#### [Passage shown]
BEGIN
Whether brief or with a surprising longevity, I'm setting my foundation of confidence.  It will not be a simple project, there's a lot of debris here.  It's like an abandoned outpost, overgrown and isolated.  There's work to be done and I'm set to doing this work.  It's no easy task.  It's just no easy task.

Monday, October 24, 2011

As a Lobsterman's Wife

Today I am whimsical and cheerful.  My running is improving.  I've got plans to take care of some tasks today and will report on that... my mood is better, and I think it was getting away for the weekend.  Oh when the water is blue and the people are new... haha... it's true.  It was like another life for one night.  It never stops.  Gotta keep moving forward.  Making friends is important, but keeping your chin up is more important than worrying about what everyone else is thinking.  So today I am going to be cheerful and see what happens.  Okay, well this post had to the short so I can get to work... but I promise to add more later!  Tchau!

Wednesday, October 19, 2011

Seriously... Whiskey Tango Foxtrot

I also wish my life was more organized.  I have to take care of some things for this TBOLC and I just don't know when I'll have the time... which isn't entirely true, but it's in between socializing that I'll have to do these things.  I'm just frustrated and tired and trying to tolerate idiotic behavior from otherwise decent people.  And I'm trying to learn from and exemplify the maturity to know when to let go of a fight not worth fighting.  It's definitely important to learn to hold a neutral expression while dealing with someone you hold in contempt, and I value that lesson because it's my weakness.

But my strength is in my stupid will to fight, and fight, and keep fighting no matter how impossible the goal seems.  It's in my inability to be close and socialize much with people I cannot truly respect.  When circumstance deems necessary, I can bite the bullet and make it through the evening, but I don't consider it a weakness to be alone when the alternative makes me want to scream.  I know I've been talking a lot about wanting to scream, but I don't mind because I know my limits. I won't break, when worse comes to worse, I'll just shake a little.  Too much is at stake, namely my pride and my reputation.  I've got to have enough humility to maintain that pride, and I've got to hold my tongue to keep a reputation of being only intense as opposed to overly emotional and unreliable.

I know that and while here it has not been a major problem, I know in my heart how my past is not far behind enough yet for me to drop my guard (and probably never will be).  Tomorrow we've got another exam, and I have to study, but not before I get out some venting, and some pointless, meaningless expression to calm my anger and steady my hand.  Sometimes it seems like everything is peachy-keen until the un-f***ing-thinkable just blindsides you and you're reeling in your head while outwardly you just laugh awkwardly and try to think how to deflect such a sucker punch.  Folks open themselves to injury and it's in their insecurity they strike out against everyone.  So much insecurity and posturing makes me tense and defensive.  Whatever.  Just... whatever.

Sunday, October 16, 2011

Socializing Should be Easier

So today I got to go on a zip line adventure... it was great! A little work out - nothing too strenuous - and a chance to feel a little tough. I want to get into rock climbing also. As there are places to be taught the skill, I could start there and move on once I found a group around my skill level, and it would be motivation to stay in shape and get out every once and a while.
END
Entries from a point annotation set:
BEGIN
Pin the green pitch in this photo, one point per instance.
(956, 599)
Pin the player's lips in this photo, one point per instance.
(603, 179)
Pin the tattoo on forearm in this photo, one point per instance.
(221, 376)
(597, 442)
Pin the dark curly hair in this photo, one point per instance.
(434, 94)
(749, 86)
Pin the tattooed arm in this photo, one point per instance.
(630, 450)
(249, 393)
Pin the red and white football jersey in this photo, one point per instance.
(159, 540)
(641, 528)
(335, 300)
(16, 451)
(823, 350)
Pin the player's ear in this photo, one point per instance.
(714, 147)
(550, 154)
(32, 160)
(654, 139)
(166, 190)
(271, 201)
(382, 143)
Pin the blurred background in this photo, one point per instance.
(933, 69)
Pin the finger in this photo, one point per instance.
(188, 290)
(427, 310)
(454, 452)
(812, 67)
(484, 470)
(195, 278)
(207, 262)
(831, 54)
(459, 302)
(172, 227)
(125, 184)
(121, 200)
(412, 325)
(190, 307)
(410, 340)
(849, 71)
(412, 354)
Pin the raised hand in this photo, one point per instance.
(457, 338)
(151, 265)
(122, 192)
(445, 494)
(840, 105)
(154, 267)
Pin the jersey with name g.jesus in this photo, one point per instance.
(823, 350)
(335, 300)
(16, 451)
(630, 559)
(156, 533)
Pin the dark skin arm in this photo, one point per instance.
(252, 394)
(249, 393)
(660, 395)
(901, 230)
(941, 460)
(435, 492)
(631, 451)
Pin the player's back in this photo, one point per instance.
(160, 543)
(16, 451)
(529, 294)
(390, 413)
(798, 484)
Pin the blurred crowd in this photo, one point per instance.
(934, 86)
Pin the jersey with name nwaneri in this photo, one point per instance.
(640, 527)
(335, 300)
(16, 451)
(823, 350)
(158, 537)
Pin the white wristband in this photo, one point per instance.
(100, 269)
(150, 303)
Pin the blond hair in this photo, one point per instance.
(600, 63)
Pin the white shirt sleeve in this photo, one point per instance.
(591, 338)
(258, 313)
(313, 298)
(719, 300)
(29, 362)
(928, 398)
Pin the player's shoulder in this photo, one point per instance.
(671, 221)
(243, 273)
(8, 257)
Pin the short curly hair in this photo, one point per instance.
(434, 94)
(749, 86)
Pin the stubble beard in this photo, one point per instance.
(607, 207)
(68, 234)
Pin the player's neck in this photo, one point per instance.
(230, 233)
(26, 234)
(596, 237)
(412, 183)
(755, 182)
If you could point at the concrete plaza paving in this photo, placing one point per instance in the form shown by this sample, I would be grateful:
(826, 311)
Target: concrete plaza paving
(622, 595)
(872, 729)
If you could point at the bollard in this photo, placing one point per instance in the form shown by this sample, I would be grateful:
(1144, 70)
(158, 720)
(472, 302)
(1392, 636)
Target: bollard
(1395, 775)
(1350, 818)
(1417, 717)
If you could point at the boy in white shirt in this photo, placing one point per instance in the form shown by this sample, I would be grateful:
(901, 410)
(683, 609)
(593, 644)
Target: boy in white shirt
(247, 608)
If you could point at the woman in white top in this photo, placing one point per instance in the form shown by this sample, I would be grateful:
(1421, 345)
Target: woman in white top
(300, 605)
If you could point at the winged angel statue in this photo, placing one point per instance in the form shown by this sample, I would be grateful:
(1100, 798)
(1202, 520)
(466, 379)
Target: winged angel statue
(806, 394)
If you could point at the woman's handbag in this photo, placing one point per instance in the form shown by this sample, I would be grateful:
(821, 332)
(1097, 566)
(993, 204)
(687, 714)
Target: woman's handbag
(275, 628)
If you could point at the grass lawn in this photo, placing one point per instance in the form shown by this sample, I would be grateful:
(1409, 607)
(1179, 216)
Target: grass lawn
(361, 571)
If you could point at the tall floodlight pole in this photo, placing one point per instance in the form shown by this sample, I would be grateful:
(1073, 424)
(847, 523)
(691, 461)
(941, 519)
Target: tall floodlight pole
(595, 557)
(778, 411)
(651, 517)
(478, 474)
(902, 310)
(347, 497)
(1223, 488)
END
#### [Task to carry out]
In the blog excerpt, which sport does the writer say they want to get into after the zip line adventure?

#### [Task answer]
Rock climbing.